GIVEN REQUEST: Convert all of the rows below into a two-column CSV with the header columns "prompt" and "response", one line per row, placing each row's text and its answer in their own quoted field, with every line break replaced by a space.

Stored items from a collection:

▬▬▬▬▬▬▬▬▬▬

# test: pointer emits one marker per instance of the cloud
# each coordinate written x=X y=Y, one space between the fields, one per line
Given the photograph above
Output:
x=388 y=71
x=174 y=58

▬▬▬▬▬▬▬▬▬▬

SOLUTION:
prompt,response
"# test: pointer emits one marker per instance of the cloud # each coordinate written x=X y=Y, one space between the fields, one per line Given the photograph above Output:","x=388 y=71 x=174 y=58"